Work item
Please pick up the passage on presidential signing statements and the Bush administration's view of the law, and continue it from its last sentence.

Exercise passage
========================================
Presidential signing statements, pioneered by Judge Samuel Alito to reinforce executive authority, have been freely utilized by George W. Bush, including one he attached to John McCain’s bill banning torture, reserving the right to ignore the law if he wants.

Professor Sandy Levinson observes that to Bush allies, the ‘Republican form of government’ is equivalent to ‘government by the Republican Party.’ Described Scott Horton ("A Constitutional Crisis?" Harper’s Magazine, 7-4-07), the Bush administration formulated two types of justice - for those "against us" and those "with us." In fact, presidential associates have been deemed above the law. When Sara Taylor of the White House staff testified before Congress, she stated that she had taken an oath "to uphold the president" instead of the Constitution.
========================================
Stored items

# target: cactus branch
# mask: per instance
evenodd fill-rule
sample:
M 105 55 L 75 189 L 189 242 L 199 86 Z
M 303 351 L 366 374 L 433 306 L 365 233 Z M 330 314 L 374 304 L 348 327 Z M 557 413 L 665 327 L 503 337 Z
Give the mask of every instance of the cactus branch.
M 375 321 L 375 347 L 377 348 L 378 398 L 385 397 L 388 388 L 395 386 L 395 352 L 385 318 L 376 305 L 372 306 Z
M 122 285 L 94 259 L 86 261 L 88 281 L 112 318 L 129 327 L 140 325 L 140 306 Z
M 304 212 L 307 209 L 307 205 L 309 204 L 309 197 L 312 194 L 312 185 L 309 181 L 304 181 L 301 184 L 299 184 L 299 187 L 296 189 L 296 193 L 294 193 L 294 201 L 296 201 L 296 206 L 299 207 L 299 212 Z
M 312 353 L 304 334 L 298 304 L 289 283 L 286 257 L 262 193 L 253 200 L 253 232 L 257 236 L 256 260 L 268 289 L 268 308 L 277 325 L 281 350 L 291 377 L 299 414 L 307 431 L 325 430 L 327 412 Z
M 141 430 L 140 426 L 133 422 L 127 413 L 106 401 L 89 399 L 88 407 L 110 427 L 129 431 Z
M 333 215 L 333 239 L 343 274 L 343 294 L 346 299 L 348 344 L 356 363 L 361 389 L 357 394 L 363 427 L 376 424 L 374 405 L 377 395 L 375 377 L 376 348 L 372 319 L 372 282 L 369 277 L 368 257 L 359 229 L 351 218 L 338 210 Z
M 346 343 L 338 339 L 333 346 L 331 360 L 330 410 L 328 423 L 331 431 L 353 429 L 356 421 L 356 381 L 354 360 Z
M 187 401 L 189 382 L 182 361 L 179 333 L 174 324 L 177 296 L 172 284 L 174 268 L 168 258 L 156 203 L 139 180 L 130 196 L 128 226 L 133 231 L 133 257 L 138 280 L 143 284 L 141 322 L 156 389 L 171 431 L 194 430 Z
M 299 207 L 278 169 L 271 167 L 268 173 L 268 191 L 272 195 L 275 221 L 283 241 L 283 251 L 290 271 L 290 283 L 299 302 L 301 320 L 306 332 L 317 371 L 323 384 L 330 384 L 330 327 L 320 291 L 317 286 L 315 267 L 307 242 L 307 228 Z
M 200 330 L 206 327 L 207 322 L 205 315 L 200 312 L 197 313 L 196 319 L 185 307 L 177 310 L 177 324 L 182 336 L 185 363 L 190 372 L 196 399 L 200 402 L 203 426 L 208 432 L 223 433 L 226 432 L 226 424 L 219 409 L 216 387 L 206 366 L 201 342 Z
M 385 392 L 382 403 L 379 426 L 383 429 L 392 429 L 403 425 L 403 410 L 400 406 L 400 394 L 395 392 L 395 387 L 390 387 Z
========================================
Task response
Special prosecutor Patrick Fitzgerald indicated he thinks Cheney is the force behind the outing of Valerie Plame. Scooter Libby stonewalled to protect Cheney from potential prosecution, and a presidential commutation of sentence appeared to be his reward.

To founding fathers George Mason and James Madison, impeachment is the constitutional remedy for overreaching, i.e., the use of the presidential power to pardon in order to prevent discovery of one’s own guilt.

More than any time in recent history, democracy and the Constitution have been systematically undermined in service of narrow political agendas.